- BRIEF -
From the line containing "Find the tail" down to the last line of the material below, copy each line exactly and leave out the rest.

- INFORMATION -

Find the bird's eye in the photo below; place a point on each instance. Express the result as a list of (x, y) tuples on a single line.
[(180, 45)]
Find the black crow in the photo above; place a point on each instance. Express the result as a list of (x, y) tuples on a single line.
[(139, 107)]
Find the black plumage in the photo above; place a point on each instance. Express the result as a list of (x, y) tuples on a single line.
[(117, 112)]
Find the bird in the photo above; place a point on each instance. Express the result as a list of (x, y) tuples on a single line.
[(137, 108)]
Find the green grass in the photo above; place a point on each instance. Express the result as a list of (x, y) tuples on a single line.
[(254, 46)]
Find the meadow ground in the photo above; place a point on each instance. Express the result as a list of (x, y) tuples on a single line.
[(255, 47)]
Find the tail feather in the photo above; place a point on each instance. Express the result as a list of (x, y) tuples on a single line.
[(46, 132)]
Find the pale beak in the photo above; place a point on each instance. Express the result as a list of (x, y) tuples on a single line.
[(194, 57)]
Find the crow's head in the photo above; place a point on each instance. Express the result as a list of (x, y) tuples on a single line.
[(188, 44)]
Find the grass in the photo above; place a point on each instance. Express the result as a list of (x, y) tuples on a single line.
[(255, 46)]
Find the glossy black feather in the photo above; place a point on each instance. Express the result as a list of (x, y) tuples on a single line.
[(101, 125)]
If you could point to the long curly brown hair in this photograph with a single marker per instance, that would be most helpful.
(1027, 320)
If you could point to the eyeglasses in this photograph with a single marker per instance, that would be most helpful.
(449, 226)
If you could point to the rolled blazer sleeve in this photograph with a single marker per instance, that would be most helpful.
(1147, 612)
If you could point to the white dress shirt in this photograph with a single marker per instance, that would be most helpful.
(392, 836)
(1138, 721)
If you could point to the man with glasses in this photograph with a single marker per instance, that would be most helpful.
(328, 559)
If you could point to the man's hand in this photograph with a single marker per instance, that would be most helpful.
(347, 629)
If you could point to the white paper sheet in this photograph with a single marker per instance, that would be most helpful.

- REPLY -
Find the tail feather in the photo above; place a point on each instance. Express the result as a list of (x, y) tuples on a single line.
[(46, 132)]
Find the pale beak in the photo above; place a point on each instance. Express the result as a list of (x, y) tuples on a single line.
[(194, 57)]
Find the crow's head in the photo above; place a point on each instance. Express the result as a list of (x, y) tuples on a single line.
[(188, 44)]
Find the grass in the photo above; place a point on each instance. Express the result as a list of (x, y) tuples on a single line.
[(255, 46)]
Find the glossy black feather in the photo above; place a point on each instance. Express the result as a list of (x, y) tuples on a single line.
[(101, 125)]
If you could point to the long curly brown hair in this photograph with a single marker per instance, that would be most helpful.
(1027, 320)
If you could point to the eyeglasses in this photograph with a single marker per instance, that would be most helpful.
(449, 226)
If you could point to the rolled blazer sleeve in this photograph with a single marker per instance, that would be most helpful.
(1147, 612)
If you could point to the white dress shirt in this photograph with a single marker per instance, that would be most helpful.
(392, 836)
(1138, 721)
If you could point to the man with glasses in this photograph with a single marker per instance, that would be most helpful.
(328, 559)
If you could point to the man's hand in this photograph with a single marker per instance, that would be most helpful.
(347, 629)
If you could point to the white paper sheet in this photograph with a single marker per instance, that would be most helpful.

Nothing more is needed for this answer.